## Records of labeled boxes
::::
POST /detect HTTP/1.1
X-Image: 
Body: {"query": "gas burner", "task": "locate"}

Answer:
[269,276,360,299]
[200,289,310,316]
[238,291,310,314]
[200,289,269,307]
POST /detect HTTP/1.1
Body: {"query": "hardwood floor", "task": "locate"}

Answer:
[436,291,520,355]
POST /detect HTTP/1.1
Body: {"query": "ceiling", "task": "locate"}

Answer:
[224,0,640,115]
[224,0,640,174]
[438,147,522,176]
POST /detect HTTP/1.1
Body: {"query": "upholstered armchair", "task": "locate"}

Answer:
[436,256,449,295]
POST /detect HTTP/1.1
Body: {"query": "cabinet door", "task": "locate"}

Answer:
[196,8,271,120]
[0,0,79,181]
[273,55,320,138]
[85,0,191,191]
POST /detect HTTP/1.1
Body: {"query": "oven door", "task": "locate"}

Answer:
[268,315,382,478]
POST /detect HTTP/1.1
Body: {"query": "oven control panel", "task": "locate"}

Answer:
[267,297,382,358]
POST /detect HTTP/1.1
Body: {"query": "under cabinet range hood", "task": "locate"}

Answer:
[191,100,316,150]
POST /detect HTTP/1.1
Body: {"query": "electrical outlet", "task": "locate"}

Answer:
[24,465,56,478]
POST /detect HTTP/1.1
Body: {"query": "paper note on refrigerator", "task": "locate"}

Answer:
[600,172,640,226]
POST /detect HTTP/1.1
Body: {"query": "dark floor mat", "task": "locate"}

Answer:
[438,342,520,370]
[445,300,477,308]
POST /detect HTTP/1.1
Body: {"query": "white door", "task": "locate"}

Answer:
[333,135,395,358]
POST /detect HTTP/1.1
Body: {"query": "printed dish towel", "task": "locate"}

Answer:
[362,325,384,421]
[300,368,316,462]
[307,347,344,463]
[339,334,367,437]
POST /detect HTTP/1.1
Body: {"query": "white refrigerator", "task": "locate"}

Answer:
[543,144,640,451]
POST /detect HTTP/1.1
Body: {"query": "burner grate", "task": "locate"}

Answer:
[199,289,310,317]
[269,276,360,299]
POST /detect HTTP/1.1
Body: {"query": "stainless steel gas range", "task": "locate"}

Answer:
::::
## Written problem
Copy the material character for character from its first line through the line containing "[436,291,520,355]", with both of those lines included.

## Written solution
POST /detect HTTP/1.1
X-Image: 
Body: {"query": "gas burner", "task": "locate"}

Answer:
[269,276,360,299]
[200,289,310,316]
[238,291,310,314]
[200,289,269,307]
POST /detect HTTP/1.1
Body: {"query": "hardwood floor", "task": "locate"}

Answer:
[436,291,520,355]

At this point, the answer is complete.